> Given text
----

5 Ways to Utilize Questions as Leadership Tools

The most important thing business leaders must do today is to be the ‘chief question-asker’ for their organization.

– Dev Patnaik

Patnaik is quick to add, “The first thing most leaders need to realize is, they’re really bad at asking questions.”

A questioning culture is critical because it can help ensure that creativity and fresh, adaptive thinking flows throughout the organization.

By asking questions, we can analyze, learn, and move forward in the face of uncertainty. However, the questions must be the right ones; the ones that cut to the heart of complexity or enable us to see an old problem in a fresh way.

Nothing has such power to cause a complete mental turnaround as that of a question. Questions spark curiosity, curiosity creates ideas, and ideas lead to making things better.

Questions are powerful means to employ (read unleash) creative potential – potential that would otherwise go untapped and undiscovered.

SOLUTION – Utilize Questions as Leadership Tools

THE QUICK SUMMARY – Leading With Questions: How Leaders Find the Right Solutions by Knowing What to Ask by Michael J. Marquardt

Many leaders are unaware of the amazing power of questions. Our conversations may be full of requests and demands, but all too often we are not asking for honest and informative answers, and we don’t know how to listen effectively to responses. When leaders start encouraging questions from their teams, however, they begin to see amazing results. Knowing the right questions to ask―and the right way to listen―will give any leader the skills to perform well in any situation, effectively communicate a vision to the team, and achieve lasting success across the organization.

Thoroughly revised and updated, Leading with Questions will help you encourage participation and teamwork, foster outside-the-box thinking, empower others, build relationships with customers, solve problems, and more. Michael Marquardt reveals how to determine which questions will lead to solutions to even the most challenging issues. He outlines specific techniques of active listening and follow-up, and helps you understand how questions can improve the way you work with individuals, teams, and organizations.

Now more than ever, Leading with Questions is the definitive guide for becoming a stronger leader by identifying―and asking―the right questions.

A SIMPLE SOLUTION

Questioning is more important today than it was yesterday – and will be even more important tomorrow – in helping us figure out what matters, where opportunity lies, and how to get there. We’re all hungry for better answers. But first, we need to learn how to ask the right questions.

----

> Extracted material
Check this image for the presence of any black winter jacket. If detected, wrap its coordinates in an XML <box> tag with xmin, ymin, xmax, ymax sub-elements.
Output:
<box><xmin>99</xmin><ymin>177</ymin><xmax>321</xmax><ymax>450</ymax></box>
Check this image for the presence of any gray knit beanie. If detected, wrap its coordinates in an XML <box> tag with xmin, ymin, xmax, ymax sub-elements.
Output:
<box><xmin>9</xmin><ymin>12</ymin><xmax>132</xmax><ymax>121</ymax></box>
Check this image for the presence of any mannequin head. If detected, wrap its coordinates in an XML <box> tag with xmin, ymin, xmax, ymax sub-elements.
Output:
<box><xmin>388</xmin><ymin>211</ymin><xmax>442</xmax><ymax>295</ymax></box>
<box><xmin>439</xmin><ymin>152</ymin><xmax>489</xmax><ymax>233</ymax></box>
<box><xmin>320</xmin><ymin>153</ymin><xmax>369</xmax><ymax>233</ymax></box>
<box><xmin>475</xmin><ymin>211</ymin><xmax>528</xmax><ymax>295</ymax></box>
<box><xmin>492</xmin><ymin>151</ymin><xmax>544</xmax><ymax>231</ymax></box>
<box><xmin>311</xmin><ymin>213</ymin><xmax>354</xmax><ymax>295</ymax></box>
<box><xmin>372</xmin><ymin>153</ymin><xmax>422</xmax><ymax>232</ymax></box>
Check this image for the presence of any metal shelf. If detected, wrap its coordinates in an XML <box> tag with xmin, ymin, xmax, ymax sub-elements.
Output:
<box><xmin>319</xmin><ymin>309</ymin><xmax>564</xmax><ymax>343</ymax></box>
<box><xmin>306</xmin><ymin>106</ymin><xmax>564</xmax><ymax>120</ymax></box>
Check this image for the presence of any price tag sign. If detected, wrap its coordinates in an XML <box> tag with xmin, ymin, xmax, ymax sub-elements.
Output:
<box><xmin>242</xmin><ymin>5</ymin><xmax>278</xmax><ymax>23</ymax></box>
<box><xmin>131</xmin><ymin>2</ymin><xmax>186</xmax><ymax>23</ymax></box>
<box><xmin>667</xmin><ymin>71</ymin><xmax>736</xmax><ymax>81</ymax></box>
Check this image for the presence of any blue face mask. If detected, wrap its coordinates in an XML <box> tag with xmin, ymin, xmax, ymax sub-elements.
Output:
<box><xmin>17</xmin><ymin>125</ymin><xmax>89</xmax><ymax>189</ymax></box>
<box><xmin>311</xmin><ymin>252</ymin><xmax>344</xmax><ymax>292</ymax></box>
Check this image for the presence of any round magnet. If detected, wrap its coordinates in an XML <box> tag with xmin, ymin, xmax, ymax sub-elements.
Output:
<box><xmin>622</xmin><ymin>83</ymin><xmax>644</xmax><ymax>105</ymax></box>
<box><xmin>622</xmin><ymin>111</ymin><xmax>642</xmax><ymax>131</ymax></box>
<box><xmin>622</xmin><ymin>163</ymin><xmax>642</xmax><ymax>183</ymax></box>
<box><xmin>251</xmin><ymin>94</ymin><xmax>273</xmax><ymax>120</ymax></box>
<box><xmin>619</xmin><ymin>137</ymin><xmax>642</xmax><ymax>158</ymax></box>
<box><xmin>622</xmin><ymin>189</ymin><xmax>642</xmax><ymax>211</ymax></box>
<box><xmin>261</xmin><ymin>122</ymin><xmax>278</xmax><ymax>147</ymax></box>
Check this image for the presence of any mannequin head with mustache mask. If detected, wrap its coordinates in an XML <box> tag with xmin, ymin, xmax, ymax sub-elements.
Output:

----

> Stated goal 1
Do these statements agree with the article on questions as leadership tools? Answer yes or no for each, quoting the words of the article that decide it.
(a) Dev Patnaik holds that most leaders are skilled at asking questions.
(b) Leading With Questions was written by Michael J. Marquardt.
(c) The article claims questioning matters less today than it did in the past.
> Stated goal 2
Answer these from the article on questions as leadership tools:
(a) According to Patnaik, what role must business leaders play for their organization?
(b) What does the article say questions spark?
(c) What does Marquardt outline specific techniques of?
> Stated goal 3
Extend the article on using questions as leadership tools, picking up after its final sentence.

> Reply 1
(a) No: "they’re really bad at asking questions."
(b) Yes: "Leading With Questions: How Leaders Find the Right Solutions by Knowing What to Ask by Michael J. Marquardt"
(c) No: "Questioning is more important today than it was yesterday"

> Reply 2
(a) The "chief question-asker"
(b) Curiosity
(c) Active listening and follow-up

> Reply 3
Asking more of the right questions reduces the need to have all the answers.

The better we as leaders become at asking effective questions and listening for the answers to those questions, the more consistent we and the people with whom we work can accomplish mutually satisfying objectives, be empowered, reduce resistance, and create a willingness to pursue innovative change.

Asking questions can be, and often is, a very simple process. When, however, you find that you are confronting a very difficult issue, and you want to plan things out ahead of time, it can be useful to follow a simple process.

Breaking the Ice

It is useful to start with casual questions to put people at ease and get them talking. A simple closed question (“Is this a good time to talk?”) can often get the ball rolling. Friendly, open-ended questions (“How’s your day been?”) can be used to encourage the other person to open up.

Setting the Stage

As you are setting the stage, you are framing the question by establishing the context and background for the conversation. Setting the stage is primarily bout you, not the other person. A learner mindset, not a judger mindset, is critical to getting free and honest answers and open conversation.

Asking Your Questions

When asking questions, keep your focus on the questioner and the question. The quality of the response is affected not only by the content of the question but also by its manner of delivery, especially its pace and timing. Remember that you are engaging in a conversation, not an interrogation, and you should be prepared to be questioned in turn as the conversation moves along.

Listening and Showing Interest in the Response

When you get a response, say “thank you.” This will increase the likelihood that you’ll get more and deeper answers the next time you ask. When your questioning respects people’s thought processes, you support their own questioning of long-held assumptions. To be an effective questioner, wait for the answer – don’t provide it yourself.

Following Up 

Someone who has openly and thoughtfully answered your questions deserves to know what you did the with information. The process will have to produce meaningful, positive change. By learning how to follow up efficiently and effectively in an extremely busy world, leaders will enable key stakeholders to see the positive actions that result from the input they were requested to provide.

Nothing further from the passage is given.